SUPPLIED MATERIAL below:

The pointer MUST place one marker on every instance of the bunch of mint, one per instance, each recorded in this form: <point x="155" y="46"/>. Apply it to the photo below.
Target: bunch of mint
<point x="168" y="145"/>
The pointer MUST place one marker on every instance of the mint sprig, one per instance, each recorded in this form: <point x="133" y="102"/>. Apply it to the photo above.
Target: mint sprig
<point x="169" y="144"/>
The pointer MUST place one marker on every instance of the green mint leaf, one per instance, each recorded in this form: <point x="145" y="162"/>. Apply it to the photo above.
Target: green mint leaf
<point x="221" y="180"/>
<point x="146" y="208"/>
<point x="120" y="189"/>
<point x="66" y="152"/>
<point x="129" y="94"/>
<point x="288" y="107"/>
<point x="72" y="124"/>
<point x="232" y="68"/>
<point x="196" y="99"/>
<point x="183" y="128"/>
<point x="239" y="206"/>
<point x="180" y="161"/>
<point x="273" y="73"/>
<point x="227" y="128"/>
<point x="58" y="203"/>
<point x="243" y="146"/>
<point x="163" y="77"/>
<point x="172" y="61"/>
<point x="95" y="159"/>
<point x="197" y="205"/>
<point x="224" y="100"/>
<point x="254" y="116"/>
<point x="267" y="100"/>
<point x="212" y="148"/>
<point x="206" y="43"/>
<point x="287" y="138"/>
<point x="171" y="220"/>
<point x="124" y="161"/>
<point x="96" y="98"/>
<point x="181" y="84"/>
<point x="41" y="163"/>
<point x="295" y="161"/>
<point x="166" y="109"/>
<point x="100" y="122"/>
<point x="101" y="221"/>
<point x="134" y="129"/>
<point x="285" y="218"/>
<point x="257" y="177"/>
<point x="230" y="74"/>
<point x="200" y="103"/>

End of SUPPLIED MATERIAL.

**TASK DIRECTIONS:** Copy out the records shown above, every one, exactly.

**EXPECTED OUTPUT:**
The pointer MUST place one marker on every instance of the bunch of mint, one per instance, each recorded in this form: <point x="155" y="46"/>. Apply it to the photo below.
Target: bunch of mint
<point x="168" y="145"/>
The pointer MUST place one marker on every instance of the mint sprig, one per instance, each recorded in this form: <point x="133" y="102"/>. Apply it to the photo above.
Target: mint sprig
<point x="169" y="144"/>
The pointer MUST place one marker on every instance of the green mint leaf, one per instance, each recorded in this form: <point x="145" y="162"/>. Apply it to the photo above.
Target: green mint leaf
<point x="221" y="180"/>
<point x="146" y="208"/>
<point x="120" y="189"/>
<point x="66" y="152"/>
<point x="129" y="94"/>
<point x="288" y="107"/>
<point x="72" y="124"/>
<point x="232" y="68"/>
<point x="196" y="99"/>
<point x="183" y="128"/>
<point x="239" y="206"/>
<point x="180" y="161"/>
<point x="273" y="73"/>
<point x="227" y="128"/>
<point x="58" y="203"/>
<point x="243" y="146"/>
<point x="163" y="77"/>
<point x="172" y="61"/>
<point x="95" y="159"/>
<point x="197" y="205"/>
<point x="224" y="100"/>
<point x="254" y="116"/>
<point x="267" y="100"/>
<point x="212" y="148"/>
<point x="206" y="43"/>
<point x="287" y="138"/>
<point x="171" y="220"/>
<point x="124" y="161"/>
<point x="96" y="98"/>
<point x="181" y="84"/>
<point x="41" y="163"/>
<point x="295" y="161"/>
<point x="166" y="109"/>
<point x="100" y="122"/>
<point x="101" y="221"/>
<point x="134" y="129"/>
<point x="285" y="218"/>
<point x="257" y="177"/>
<point x="230" y="74"/>
<point x="200" y="103"/>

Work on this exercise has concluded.